▶ [PASSAGE SHOWN]:
════════════════
Her parents love me, but they wouldnt listen to me if i told them something their daughter told me, which was already brought to their attention and pushed aside. If i bring it up to them, I can only see them saying that hes a good family friend and that Jess' grandma brainwashed her, who then brainwashed me.

in this situation I wouldn't recommend violence, its not your place. Obviously its up to your gf to confront this individual on their past or bring it to the attention of someone who can hold this person responsible. Honestly you saying anything about his touchy feeliness may not be a good answer either, your gf needs to set that boundary so you don't come across as an overprotective asshat. Once she's made her wishes known to him then it may be more appropriate for you to step in when you notice it. Obviously a difficult situation but until she or the parents bring it up there's not much that can be done. Keep us posted.

Shes already doing a good job and not giving him anything to go off of and being cold when needed. There are times where hes sitting on the couch, and shes walking by and he tells her to sit on his lap or something. She then makes it clear to him that none of that or anything like it will be happening.
════════════════
▶ [EXTRACTED RECORDS]:
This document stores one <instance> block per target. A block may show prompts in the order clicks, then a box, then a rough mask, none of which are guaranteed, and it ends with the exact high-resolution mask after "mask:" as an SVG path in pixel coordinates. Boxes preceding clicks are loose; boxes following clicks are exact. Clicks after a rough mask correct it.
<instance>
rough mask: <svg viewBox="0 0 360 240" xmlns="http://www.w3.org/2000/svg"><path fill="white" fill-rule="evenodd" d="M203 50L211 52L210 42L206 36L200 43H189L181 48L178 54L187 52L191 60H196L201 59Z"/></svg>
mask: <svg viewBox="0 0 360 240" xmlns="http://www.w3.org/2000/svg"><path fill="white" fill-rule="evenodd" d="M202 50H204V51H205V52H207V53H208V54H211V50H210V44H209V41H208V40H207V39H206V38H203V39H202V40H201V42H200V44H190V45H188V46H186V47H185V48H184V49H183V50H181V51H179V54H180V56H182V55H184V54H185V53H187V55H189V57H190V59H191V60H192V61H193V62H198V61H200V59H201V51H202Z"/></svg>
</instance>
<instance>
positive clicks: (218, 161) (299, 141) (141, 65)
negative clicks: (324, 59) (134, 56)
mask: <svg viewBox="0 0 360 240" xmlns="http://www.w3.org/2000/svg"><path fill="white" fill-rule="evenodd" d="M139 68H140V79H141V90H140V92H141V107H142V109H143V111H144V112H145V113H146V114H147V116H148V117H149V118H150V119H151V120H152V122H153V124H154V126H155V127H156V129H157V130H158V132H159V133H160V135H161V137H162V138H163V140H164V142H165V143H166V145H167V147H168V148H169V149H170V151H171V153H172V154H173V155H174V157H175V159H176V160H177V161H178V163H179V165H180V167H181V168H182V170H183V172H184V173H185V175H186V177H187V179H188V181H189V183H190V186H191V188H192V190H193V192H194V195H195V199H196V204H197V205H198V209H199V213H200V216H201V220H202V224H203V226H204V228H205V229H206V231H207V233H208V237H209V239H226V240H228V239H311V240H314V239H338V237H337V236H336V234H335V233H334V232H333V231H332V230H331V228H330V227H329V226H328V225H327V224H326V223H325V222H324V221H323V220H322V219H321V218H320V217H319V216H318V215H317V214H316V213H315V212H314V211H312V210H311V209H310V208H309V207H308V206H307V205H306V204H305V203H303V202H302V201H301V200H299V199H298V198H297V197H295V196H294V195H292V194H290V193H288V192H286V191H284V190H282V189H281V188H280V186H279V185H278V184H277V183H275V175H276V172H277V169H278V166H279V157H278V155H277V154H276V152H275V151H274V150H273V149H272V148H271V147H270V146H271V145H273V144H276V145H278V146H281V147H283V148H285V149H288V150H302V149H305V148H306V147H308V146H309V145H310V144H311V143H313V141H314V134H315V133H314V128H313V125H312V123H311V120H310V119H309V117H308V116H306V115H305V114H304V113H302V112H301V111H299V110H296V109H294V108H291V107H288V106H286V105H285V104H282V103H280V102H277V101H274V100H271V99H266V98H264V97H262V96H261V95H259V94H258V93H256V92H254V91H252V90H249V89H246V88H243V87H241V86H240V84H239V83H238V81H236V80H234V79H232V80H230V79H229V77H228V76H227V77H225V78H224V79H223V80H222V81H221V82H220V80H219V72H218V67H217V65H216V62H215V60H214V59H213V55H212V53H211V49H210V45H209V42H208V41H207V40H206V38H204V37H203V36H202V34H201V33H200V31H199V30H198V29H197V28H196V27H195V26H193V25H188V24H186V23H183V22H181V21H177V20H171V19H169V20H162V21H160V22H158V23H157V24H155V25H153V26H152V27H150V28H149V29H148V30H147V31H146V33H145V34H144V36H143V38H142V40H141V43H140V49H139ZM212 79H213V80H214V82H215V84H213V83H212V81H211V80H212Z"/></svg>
════════════════
▶ [WORK INSTRUCTIONS]:
Reproduce the passage about the girlfriend and the family friend from "in this situation" to "Keep us posted.", keeping every word and character unchanged.

▶ [SOLUTION FOR THIS PROBLEM]:
in this situation I wouldn't recommend violence, its not your place. Obviously its up to your gf to confront this individual on their past or bring it to the attention of someone who can hold this person responsible. Honestly you saying anything about his touchy feeliness may not be a good answer either, your gf needs to set that boundary so you don't come across as an overprotective asshat. Once she's made her wishes known to him then it may be more appropriate for you to step in when you notice it. Obviously a difficult situation but until she or the parents bring it up there's not much that can be done. Keep us posted.